■ SOURCE DOCUMENT ■
***
PostAuthor: Anthea » Fri Mar 29, 2024 11:59 am

DEM not in secret negotiations

Turkey’s main pro-Kurdish party is not in secret negotiations with the ruling Justice and Development Party (AKP) or the opposition Republican People’s Party (CHP) ahead of the March 31 local elections, its spokesperson told Rudaw on Tuesday

“There are no secret negotiations behind closed doors. We have not held any meetings behind closed doors, not only with the AKP, but also with other parties,” Aysegul Dogan, spokesperson of the pro-Kurdish Peoples’ Equality and Democracy Party (DEM Party), told Rudaw’s Nwenar Fatih in an interview.

“We are a party that fights for the rights of the Kurdish people and the rights of other peoples living in Turkey whose rights are being violated. We also fight for the rights of oppressed peoples, equality, freedom, peace and democracy,” she stressed.

Turkey will hold provincial elections on Sunday. There will be a tight race between Turkish President Recep Tayyip Erdogan’s ruling AKP and DEM Party in the Kurdish areas in the southeast of the country.

“We are in favor of negotiations and the AKP and CHP are united against the Kurds,” she affirmed.

Dogan expressed optimism about the Kurdish party’s chances in the elections, stressing they will achieve a “big victory” and win back municipalities forcibly taken away by the government following the 2019 local elections.

“We will take back our municipalities, the municipalities that were forcibly taken away from us. We will hand over the will of the people to the people,” she emphasized.

“What we want is not just to win the March 31 elections, we want a big victory.”
***
■ RAW DATA ■
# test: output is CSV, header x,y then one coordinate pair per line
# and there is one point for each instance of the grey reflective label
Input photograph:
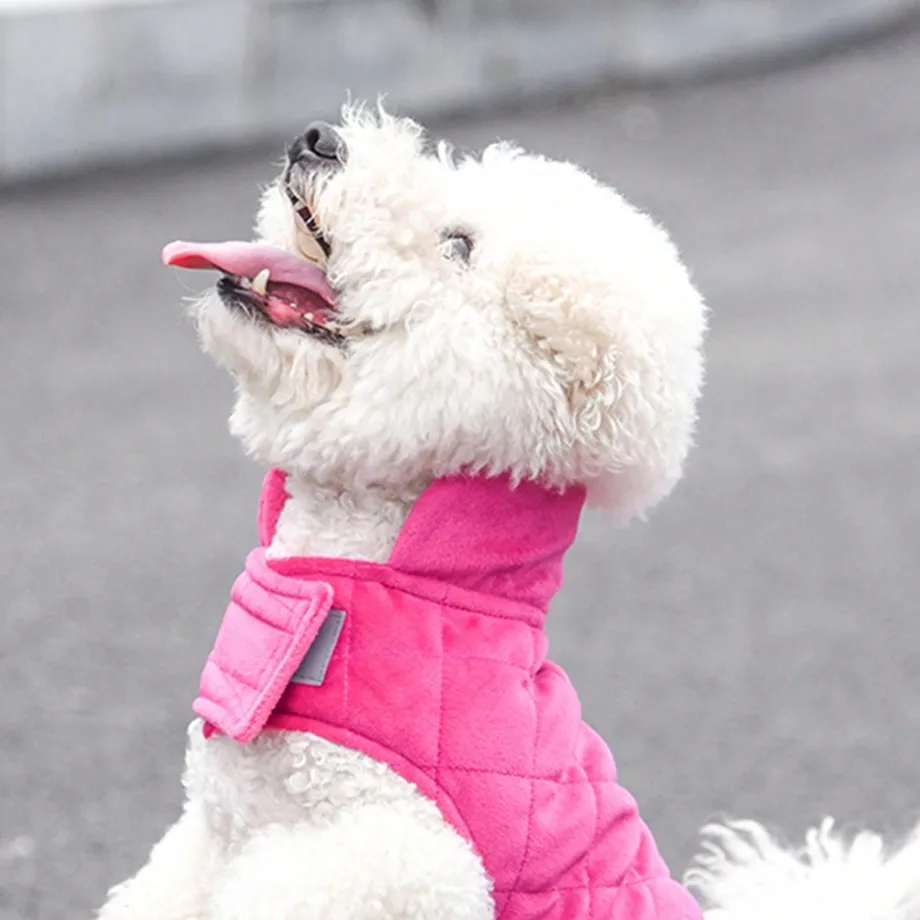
***
Please answer these about the DEM Party news post:
(a) Who is the spokesperson for the DEM Party?
(b) On what date are the local elections held?
(c) After the local elections of which year were the party's municipalities taken away?
The material has no connection to the DEM Party news post.

(a) Aysegul Dogan
(b) March 31
(c) 2019